*Excerpt to read*.

▽

Defense Secretary James Mattis: No Guidance Yet from White House on Transgender Military Ban

transgender
Getty, Justin Sullivan / Staff

U.S. Defense Secretary James Mattis says the White House has yet to provide any guidance to the Pentagon on President Donald Trump’s decision to ban transgender individuals from the military.

“We are going to study the issue,” Mattis told reporters, according to CNN.

The secretary continued:

The policy is going to address whether or not transgenders can serve under what conditions, what medical support they require, how much time would they be perhaps non-deployable leaving others to pick up their share of everything. There’s a host of issues and I’m learning more about this than I ever thought I would and it’s obviously very complex to include the privacy issues which we respect.

“I am waiting right now to get the President’s guidance in and that I expect to be very soon,” Mattis added.

△

*Excerpted records*.
▽

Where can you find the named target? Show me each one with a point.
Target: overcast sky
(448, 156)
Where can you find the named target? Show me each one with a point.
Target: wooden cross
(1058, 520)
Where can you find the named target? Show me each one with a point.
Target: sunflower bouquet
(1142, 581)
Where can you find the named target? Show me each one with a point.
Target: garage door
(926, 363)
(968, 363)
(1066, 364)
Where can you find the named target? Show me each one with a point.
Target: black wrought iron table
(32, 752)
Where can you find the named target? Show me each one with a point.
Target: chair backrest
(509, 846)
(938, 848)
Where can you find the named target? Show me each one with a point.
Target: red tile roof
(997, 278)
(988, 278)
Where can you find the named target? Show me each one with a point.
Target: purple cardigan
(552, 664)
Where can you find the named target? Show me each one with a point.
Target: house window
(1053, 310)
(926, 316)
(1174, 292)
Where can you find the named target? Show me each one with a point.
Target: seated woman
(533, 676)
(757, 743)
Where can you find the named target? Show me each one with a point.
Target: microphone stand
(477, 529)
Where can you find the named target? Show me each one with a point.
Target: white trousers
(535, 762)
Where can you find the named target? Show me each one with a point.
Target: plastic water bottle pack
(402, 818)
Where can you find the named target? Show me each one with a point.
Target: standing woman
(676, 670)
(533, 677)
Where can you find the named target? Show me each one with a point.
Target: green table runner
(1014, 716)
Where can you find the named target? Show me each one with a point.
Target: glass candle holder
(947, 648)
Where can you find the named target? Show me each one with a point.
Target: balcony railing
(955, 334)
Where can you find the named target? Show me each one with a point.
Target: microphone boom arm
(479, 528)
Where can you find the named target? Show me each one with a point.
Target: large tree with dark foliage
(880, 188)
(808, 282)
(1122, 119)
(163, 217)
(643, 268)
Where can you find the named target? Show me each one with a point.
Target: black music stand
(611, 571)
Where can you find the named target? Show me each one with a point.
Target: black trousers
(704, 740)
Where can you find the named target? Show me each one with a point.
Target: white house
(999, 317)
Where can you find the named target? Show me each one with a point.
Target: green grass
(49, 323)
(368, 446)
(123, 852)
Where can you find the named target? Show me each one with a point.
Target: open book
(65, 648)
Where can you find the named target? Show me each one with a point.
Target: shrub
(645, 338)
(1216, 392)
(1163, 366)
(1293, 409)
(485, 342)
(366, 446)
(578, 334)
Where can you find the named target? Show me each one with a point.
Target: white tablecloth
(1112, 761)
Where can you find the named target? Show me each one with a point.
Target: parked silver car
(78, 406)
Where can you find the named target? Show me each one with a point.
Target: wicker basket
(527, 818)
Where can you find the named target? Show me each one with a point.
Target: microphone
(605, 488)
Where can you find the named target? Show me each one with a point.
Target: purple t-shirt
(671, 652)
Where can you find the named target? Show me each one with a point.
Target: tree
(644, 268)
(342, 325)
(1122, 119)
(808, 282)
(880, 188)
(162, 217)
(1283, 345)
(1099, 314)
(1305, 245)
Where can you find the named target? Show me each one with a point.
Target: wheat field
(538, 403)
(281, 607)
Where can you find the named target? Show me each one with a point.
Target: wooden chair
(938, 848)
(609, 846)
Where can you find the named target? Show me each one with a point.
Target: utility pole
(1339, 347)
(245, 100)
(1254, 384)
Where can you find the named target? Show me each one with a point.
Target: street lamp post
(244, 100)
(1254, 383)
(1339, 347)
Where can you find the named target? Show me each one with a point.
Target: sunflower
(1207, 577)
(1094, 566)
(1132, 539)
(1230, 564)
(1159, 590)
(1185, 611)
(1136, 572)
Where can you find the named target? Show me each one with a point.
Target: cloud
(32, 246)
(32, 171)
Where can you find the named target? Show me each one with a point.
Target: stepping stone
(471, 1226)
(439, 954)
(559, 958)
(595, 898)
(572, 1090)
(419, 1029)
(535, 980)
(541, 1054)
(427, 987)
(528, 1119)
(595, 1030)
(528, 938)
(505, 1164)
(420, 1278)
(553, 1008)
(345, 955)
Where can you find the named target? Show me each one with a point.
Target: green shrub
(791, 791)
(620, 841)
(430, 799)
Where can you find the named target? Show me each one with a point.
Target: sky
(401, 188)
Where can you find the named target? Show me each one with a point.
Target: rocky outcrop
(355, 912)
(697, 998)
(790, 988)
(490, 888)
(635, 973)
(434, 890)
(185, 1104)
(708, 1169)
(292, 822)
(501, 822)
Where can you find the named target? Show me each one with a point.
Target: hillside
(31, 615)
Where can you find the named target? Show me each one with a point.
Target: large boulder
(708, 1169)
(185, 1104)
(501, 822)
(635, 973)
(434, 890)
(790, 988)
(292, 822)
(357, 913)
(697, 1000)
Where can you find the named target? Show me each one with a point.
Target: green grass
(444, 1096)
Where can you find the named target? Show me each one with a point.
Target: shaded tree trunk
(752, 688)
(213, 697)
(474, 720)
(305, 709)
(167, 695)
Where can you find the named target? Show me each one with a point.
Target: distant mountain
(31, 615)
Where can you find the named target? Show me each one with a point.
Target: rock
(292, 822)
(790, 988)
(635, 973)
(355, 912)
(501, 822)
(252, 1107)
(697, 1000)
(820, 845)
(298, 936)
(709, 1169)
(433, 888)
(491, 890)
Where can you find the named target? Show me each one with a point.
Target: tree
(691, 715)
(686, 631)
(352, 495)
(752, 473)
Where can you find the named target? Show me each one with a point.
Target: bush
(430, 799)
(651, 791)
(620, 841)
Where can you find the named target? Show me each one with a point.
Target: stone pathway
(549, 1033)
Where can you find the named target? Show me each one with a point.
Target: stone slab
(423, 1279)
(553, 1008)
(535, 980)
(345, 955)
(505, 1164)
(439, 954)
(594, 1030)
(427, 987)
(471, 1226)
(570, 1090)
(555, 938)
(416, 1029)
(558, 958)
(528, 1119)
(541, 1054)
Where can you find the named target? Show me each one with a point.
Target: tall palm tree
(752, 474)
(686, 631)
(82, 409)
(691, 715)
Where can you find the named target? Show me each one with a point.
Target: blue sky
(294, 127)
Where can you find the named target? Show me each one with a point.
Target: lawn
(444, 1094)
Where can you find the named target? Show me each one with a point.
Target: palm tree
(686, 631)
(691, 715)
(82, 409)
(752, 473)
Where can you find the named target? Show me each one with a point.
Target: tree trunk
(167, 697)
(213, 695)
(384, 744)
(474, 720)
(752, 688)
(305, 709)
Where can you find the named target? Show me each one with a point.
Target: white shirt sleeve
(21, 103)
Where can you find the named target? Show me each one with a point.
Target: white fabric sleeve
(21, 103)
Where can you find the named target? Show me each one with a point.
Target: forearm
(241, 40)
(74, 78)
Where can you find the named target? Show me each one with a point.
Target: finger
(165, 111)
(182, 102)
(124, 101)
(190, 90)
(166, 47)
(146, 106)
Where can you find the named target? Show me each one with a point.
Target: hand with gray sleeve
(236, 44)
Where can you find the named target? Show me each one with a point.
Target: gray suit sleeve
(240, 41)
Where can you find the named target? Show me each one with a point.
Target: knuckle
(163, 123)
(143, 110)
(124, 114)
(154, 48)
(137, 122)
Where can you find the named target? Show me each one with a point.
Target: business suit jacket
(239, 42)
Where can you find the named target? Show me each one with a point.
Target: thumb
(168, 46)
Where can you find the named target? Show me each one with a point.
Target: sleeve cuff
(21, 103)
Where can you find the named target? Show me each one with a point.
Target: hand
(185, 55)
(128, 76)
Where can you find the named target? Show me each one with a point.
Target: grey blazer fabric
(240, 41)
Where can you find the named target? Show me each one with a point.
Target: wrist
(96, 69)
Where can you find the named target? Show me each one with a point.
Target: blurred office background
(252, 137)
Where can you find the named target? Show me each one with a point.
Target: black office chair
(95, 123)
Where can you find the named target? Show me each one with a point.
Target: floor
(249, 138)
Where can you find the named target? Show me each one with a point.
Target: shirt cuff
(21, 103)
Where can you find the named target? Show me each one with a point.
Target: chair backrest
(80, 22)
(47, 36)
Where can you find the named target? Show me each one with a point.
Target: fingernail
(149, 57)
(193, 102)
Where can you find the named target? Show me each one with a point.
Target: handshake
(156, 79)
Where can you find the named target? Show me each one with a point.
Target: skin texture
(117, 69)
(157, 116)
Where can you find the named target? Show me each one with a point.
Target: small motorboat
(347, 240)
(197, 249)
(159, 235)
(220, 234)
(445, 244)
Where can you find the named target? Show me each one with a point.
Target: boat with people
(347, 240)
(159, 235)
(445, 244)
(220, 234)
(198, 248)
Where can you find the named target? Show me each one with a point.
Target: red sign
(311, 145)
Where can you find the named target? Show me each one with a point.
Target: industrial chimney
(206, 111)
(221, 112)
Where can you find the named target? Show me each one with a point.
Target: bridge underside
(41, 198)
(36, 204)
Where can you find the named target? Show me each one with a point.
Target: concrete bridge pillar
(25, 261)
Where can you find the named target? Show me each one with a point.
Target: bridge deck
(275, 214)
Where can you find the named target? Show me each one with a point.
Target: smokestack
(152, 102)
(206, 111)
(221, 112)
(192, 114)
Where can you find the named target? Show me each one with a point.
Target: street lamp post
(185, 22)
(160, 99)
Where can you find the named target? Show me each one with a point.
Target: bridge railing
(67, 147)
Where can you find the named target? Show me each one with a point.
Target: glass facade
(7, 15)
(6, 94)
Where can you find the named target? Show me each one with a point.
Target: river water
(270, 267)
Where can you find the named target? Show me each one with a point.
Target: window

△

*What to work on*.
(A) Repeat word for word the part of the Mattis article starting with "Defense Secretary James Mattis: No" and going on through "from the military.".
(B) Which news outlet does the Mattis article cite for the quote "We are going to study the issue"?
The listing stands on its own and is not part of the Mattis article.

*Solution list*.
(A)
Defense Secretary James Mattis: No Guidance Yet from White House on Transgender Military Ban

transgender
Getty, Justin Sullivan / Staff

U.S. Defense Secretary James Mattis says the White House has yet to provide any guidance to the Pentagon on President Donald Trump’s decision to ban transgender individuals from the military.

(B) CNN